What you need to do: Starting at the line with "Practice step: put one dot on every instance of the building", retype each line exactly up to and including the final line of the records below.

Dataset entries
-=-=-=-=-
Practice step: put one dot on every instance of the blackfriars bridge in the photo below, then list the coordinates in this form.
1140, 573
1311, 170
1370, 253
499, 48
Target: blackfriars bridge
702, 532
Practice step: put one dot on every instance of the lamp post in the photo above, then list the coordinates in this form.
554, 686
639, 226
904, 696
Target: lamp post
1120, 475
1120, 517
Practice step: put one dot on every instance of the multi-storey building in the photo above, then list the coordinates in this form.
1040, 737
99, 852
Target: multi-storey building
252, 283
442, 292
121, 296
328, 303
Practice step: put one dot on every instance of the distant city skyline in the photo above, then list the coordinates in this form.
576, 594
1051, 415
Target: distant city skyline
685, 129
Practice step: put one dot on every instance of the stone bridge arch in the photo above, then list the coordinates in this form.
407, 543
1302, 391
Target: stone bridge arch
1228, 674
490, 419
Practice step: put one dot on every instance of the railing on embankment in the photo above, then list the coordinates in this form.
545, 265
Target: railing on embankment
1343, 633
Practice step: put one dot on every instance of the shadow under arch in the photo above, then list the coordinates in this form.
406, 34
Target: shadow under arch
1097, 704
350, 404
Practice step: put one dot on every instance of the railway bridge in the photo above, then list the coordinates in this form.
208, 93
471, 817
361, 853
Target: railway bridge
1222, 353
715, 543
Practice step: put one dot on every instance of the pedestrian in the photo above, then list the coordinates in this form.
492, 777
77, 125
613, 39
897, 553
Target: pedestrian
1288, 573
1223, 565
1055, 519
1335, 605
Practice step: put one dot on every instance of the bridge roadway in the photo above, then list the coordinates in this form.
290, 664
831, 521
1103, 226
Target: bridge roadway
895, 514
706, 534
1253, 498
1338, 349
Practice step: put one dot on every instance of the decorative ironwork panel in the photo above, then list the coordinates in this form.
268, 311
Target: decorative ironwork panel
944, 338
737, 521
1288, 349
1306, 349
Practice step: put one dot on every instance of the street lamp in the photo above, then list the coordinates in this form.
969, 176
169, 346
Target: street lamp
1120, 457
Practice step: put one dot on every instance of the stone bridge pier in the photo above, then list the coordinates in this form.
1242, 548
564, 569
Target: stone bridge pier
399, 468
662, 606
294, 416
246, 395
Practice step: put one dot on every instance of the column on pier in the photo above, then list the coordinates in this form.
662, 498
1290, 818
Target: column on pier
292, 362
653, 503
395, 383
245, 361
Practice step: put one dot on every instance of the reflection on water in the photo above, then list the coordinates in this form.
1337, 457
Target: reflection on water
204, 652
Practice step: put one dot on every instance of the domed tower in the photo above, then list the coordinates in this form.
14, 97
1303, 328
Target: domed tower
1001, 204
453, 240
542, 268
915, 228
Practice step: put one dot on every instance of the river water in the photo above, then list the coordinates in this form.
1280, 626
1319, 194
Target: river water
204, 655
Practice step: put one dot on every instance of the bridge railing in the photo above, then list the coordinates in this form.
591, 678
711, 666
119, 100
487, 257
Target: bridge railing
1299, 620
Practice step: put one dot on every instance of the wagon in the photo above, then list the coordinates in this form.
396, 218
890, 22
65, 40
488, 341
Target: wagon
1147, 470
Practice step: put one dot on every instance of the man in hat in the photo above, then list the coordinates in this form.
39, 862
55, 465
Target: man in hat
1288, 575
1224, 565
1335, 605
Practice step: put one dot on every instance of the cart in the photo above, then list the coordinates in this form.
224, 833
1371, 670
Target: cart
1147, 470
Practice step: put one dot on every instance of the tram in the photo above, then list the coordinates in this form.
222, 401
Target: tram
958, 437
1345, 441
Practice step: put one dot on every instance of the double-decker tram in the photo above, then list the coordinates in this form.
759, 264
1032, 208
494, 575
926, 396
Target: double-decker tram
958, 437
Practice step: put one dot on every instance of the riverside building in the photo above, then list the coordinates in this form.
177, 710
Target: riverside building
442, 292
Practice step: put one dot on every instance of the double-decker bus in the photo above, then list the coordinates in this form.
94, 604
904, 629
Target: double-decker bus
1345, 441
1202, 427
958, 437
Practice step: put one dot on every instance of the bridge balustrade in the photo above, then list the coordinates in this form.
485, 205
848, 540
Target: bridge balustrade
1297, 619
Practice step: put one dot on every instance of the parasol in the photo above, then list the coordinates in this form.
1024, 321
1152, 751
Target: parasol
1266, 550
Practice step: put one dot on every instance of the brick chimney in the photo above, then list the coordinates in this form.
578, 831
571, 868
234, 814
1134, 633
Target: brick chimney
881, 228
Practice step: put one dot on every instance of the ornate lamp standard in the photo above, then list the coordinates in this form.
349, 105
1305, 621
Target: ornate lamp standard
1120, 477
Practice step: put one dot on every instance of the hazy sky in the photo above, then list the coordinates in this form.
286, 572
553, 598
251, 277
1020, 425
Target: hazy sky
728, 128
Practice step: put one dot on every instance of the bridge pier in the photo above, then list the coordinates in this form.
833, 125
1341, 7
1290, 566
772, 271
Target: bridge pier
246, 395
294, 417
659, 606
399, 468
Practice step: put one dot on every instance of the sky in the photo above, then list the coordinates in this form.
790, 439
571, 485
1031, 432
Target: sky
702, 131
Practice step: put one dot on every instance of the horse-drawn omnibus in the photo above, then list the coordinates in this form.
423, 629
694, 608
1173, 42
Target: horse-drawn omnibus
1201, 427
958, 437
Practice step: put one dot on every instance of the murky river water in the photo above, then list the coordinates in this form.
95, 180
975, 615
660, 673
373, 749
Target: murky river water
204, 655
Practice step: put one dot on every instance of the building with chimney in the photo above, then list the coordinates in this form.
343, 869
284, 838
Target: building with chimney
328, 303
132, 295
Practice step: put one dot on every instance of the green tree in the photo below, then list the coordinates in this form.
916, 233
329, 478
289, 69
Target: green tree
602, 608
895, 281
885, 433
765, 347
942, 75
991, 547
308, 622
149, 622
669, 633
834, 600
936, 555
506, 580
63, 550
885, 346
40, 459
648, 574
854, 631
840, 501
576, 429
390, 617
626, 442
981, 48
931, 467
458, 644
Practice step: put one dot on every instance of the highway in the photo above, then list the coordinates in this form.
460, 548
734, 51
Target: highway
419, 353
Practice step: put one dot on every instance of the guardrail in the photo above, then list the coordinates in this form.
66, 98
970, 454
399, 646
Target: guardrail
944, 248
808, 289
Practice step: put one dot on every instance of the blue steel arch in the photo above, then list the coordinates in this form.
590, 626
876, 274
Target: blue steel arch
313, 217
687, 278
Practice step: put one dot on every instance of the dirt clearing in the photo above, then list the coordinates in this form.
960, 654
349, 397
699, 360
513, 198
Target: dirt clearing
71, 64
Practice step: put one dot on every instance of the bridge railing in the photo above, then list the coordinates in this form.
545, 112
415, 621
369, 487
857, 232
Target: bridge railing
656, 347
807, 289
-=-=-=-=-
Response to the task:
Practice step: put one dot on every instance of the building with chimney in the photo above, then list the coordinates in this form.
343, 869
284, 838
Target: building with chimney
328, 303
132, 295
Practice step: put one dot on every instance of the green tree in the photo below, then list the coordinates in this form.
916, 233
329, 478
289, 69
Target: green tree
602, 608
895, 281
885, 433
765, 347
942, 75
991, 547
308, 622
149, 622
669, 633
834, 600
936, 555
506, 580
63, 550
885, 346
40, 459
648, 574
854, 631
840, 501
576, 429
390, 617
626, 442
981, 48
931, 467
458, 644
Practice step: put one dot on every instance of the highway in the photo above, then list the coordinates in this form.
460, 548
734, 51
Target: highway
419, 353
Practice step: put one dot on every instance of the guardrail in the photo above, then list the coordinates in this form.
66, 98
970, 454
399, 646
Target: guardrail
944, 248
808, 289
Practice step: put one dot on every instance of the blue steel arch in the photo above, then list the coordinates in this form.
590, 626
876, 274
Target: blue steel arch
313, 217
687, 278
Practice step: put one dot on every instance of the dirt clearing in the photo above, then list the coordinates in this form.
960, 654
349, 397
699, 360
513, 198
Target: dirt clearing
71, 64
Practice step: put one dot on every instance of the bridge railing in the photo above, then list the coordinates in this form.
545, 112
415, 621
369, 487
857, 232
Target: bridge railing
656, 347
807, 289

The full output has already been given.